EXTRACT TO READ:
* Begin *
SUPPORTED_ACQUISITION_FUNCTIONS = (
    "ei",
    "lcb",
)


def acquisition_function_factory(name: str, **kwargs) -> AcquisitionFunctionConstructor:
    assert (
        name in SUPPORTED_ACQUISITION_FUNCTIONS
    ), f"name = {name} not supported. Choose from:\n{SUPPORTED_ACQUISITION_FUNCTIONS}"
    if name == "ei":
        return EIAcquisitionFunction
    else:  # name == "lcb"
        kappa = kwargs.get("kappa", 1.0)
        return partial(LCBAcquisitionFunction, kappa=kappa)

Here, acq_function_kwargs is passed as kwargs. For our example, acq_function="lcb". The user can pass a value for kappa via acq_function_kwargs={"kappa": 0.5}.

A slightly more involved example is EIAcquisitionFunction, representing the expected improvement (EI) acquisition function, which is the default choice for BayesianOptimization in Syne Tune. This function depends on the incumbent, so current_best needs to be given. Note that if the means passed to _compute_head have shape (n, nf) due to fantasies, then current_best has shape (1, nf), since the incumbent depends on the fantasy sample.

Acquisition functions can depend on more than one surrogate model. In such a case, the model argument to their constructor is a dictionary, and the key names of the corresponding models (or outputs) are also used in the output_to_predictions arguments and head gradients:

  • EIpuAcquisitionFunction is an acquisition function for cost-aware HPO:

    \[\alpha_{\mathrm{EIpu}}(\mathbf{x}) = \frac{\alpha_{\mathrm{EI}}(\mu_y(\mathbf{x}), \sigma_y(\mathbf{x}))}{\mu_c(\mathbf{x})^{\rho}}\]

    Here, \((\mu_y, \sigma_y)\) are predictions from the surrogate model for the target function \(y(\mathbf{x})\), whereas \(\mu_c\) are mean predictions for the cost function \(c(\mathbf{x})\). The latter can be represented by a deterministic surrogate model, whose predict method only returns means as “mean”. In fact, the method _output_to_keys_predict specifies which moments are required from each surrogate model.

  • CEIAcquisitionFunction is an acquisition function for constrained HPO:

    \[\alpha_{\mathrm{CEI}}(\mathbf{x}) = \alpha_{\mathrm{EI}}(\mu_y(\mathbf{x}), \sigma_y(\mathbf{x})) \cdot \mathbb{P}(c(\mathbf{x})\le 0).\]

    Here, \(y(\mathbf{x})\) is the target function, \(c(\mathbf{x})\) is the constraint function. Both functions are represented by probabilistic surrogate models, whose predict method returns means and stddevs. We say that \(\mathbf{x}\) is feasible if \(c(\mathbf{x})\le 0\), and the goal is to minimize \(y(\mathbf{x})\) over feasible points.
* End *
MATERIAL:
* Begin *
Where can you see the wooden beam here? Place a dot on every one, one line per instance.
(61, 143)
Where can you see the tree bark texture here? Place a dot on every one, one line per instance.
* End *
INSTRUCTIONS:
1. In the excerpt on acquisition functions, condense the paragraph that begins "A slightly more involved example" into a short bulleted list that keeps its main facts.
2. Continue the excerpt on acquisition functions with a few more sentences, starting right after its final sentence about feasible points.

THE RESPONSES:
1.
- EIAcquisitionFunction represents the expected improvement (EI) acquisition function, the default choice for BayesianOptimization in Syne Tune.
- It depends on the incumbent, so current_best must be given.
- If fantasies give the means passed to _compute_head shape (n, nf), then current_best has shape (1, nf), because the incumbent depends on the fantasy sample.

2.
    One difficulty with this acquisition function is that the incumbent in the EI term is computed only over observations which are feasible (so \(c_i\le 0\)). This means we cannot rely on the surrogate model for \(y(\mathbf{x})\) to provide the incumbent, but instead need to determine the feasible incumbent ourselves, in the _get_current_bests_internal method.

A final complication in MeanStdAcquisitionFunction arises if some or all surrogate models are MCMC ensembles. In such a case, we average over the sample for each surrogate model involved. Inside this sum over the Cartesian product, the incumbent depends on the sample index for each model. This is dealt with by CurrentBestProvider. In the default case for an acquisition function which needs the incumbent (such as, for example, EI), this value depends only on the model for the active (target) metric, and ActiveMetricCurrentBestProvider is used.

Note

Acquisition function implementations are independent of which auto-differentiation mechanism is used under the hood. Different to surrogate models, there is no acquisition function code in syne_tune.optimizer.schedulers.searchers.bayesopt.gpautograd. This is because the implementation only needs to provide head gradients in compute_acq_with_gradient, which are easy to derive and compute for common acquisition functions.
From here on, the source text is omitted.